What the task asks: Return each entry precisely as it appears below.
*** Opening of Material for the task ***
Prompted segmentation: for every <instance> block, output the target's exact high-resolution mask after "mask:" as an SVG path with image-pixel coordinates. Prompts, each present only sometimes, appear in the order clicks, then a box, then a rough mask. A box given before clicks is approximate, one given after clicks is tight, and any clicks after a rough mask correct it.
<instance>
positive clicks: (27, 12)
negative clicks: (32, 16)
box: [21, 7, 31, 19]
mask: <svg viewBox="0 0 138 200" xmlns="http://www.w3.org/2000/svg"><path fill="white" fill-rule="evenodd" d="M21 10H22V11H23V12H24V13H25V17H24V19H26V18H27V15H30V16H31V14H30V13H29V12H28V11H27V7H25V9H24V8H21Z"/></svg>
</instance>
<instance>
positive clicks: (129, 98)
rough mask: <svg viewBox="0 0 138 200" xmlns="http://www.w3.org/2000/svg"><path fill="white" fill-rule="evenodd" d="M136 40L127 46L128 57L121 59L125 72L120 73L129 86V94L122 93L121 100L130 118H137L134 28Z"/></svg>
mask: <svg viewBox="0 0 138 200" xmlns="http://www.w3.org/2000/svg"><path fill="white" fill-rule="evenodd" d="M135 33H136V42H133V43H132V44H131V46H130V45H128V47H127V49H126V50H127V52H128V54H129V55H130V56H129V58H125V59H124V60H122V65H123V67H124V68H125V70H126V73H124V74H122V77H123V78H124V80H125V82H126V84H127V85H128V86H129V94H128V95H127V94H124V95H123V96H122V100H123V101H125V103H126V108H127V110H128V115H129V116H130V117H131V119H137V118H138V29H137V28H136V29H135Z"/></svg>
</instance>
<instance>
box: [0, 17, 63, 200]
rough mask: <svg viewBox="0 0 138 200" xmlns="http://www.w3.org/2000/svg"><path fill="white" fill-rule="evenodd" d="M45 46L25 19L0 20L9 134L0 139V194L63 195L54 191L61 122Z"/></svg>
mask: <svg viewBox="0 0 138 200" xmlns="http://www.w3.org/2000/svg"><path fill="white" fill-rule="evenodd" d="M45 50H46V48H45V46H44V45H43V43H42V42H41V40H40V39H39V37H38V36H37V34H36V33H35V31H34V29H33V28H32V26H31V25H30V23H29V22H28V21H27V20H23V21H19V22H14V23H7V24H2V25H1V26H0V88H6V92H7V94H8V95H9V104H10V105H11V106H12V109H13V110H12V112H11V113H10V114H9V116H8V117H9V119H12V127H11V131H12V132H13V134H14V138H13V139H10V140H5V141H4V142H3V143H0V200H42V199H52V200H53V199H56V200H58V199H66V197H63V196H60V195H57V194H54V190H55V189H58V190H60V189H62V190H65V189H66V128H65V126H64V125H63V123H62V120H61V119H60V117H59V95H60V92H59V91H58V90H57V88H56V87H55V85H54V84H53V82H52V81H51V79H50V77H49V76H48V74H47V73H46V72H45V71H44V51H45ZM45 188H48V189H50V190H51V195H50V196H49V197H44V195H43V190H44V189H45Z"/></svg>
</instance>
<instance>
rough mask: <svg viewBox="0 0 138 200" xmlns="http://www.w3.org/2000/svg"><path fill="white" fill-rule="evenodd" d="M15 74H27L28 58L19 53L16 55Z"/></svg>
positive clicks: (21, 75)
*** Close of Material for the task ***
Answer for this exercise:
Prompted segmentation: for every <instance> block, output the target's exact high-resolution mask after "mask:" as an SVG path with image-pixel coordinates. Prompts, each present only sometimes, appear in the order clicks, then a box, then a rough mask. A box given before clicks is approximate, one given after clicks is tight, and any clicks after a rough mask correct it.
<instance>
positive clicks: (27, 12)
negative clicks: (32, 16)
box: [21, 7, 31, 19]
mask: <svg viewBox="0 0 138 200" xmlns="http://www.w3.org/2000/svg"><path fill="white" fill-rule="evenodd" d="M21 10H22V11H23V12H24V13H25V17H24V19H26V18H27V15H30V16H31V14H30V13H29V12H28V11H27V7H25V9H24V8H21Z"/></svg>
</instance>
<instance>
positive clicks: (129, 98)
rough mask: <svg viewBox="0 0 138 200" xmlns="http://www.w3.org/2000/svg"><path fill="white" fill-rule="evenodd" d="M136 40L127 46L128 57L121 59L125 72L120 73L129 86V94L122 93L121 100L130 118H137L134 28Z"/></svg>
mask: <svg viewBox="0 0 138 200" xmlns="http://www.w3.org/2000/svg"><path fill="white" fill-rule="evenodd" d="M135 33H136V42H133V43H132V44H131V46H130V45H128V47H127V49H126V50H127V52H128V54H129V55H130V56H129V58H125V59H124V60H122V65H123V67H124V68H125V70H126V73H124V74H122V77H123V78H124V80H125V82H126V84H127V85H128V86H129V94H128V95H127V94H124V95H123V96H122V100H123V101H125V103H126V108H127V110H128V115H129V116H130V117H131V119H137V118H138V29H137V28H136V29H135Z"/></svg>
</instance>
<instance>
box: [0, 17, 63, 200]
rough mask: <svg viewBox="0 0 138 200" xmlns="http://www.w3.org/2000/svg"><path fill="white" fill-rule="evenodd" d="M45 46L25 19L0 20L9 134L0 139V194L63 195L54 191L61 122Z"/></svg>
mask: <svg viewBox="0 0 138 200" xmlns="http://www.w3.org/2000/svg"><path fill="white" fill-rule="evenodd" d="M45 50H46V48H45V46H44V45H43V43H42V42H41V40H40V39H39V37H38V36H37V34H36V33H35V31H34V29H33V28H32V26H31V25H30V23H29V22H28V21H27V20H23V21H19V22H14V23H7V24H2V25H1V26H0V88H6V92H7V94H8V95H9V104H10V105H11V106H12V109H13V110H12V112H11V113H10V114H9V116H8V117H9V119H12V127H11V131H12V132H13V134H14V138H13V139H10V140H5V141H4V142H3V143H0V200H42V199H52V200H53V199H56V200H58V199H66V197H63V196H60V195H57V194H54V190H55V189H58V190H60V189H62V190H65V189H66V128H65V126H64V125H63V123H62V120H61V119H60V117H59V95H60V92H59V91H58V90H57V88H56V87H55V85H54V84H53V82H52V81H51V79H50V77H49V76H48V74H47V73H46V72H45V71H44V51H45ZM45 188H48V189H50V190H51V195H50V196H49V197H44V195H43V190H44V189H45Z"/></svg>
</instance>
<instance>
rough mask: <svg viewBox="0 0 138 200" xmlns="http://www.w3.org/2000/svg"><path fill="white" fill-rule="evenodd" d="M15 74H27L28 58L19 53L16 55Z"/></svg>
positive clicks: (21, 75)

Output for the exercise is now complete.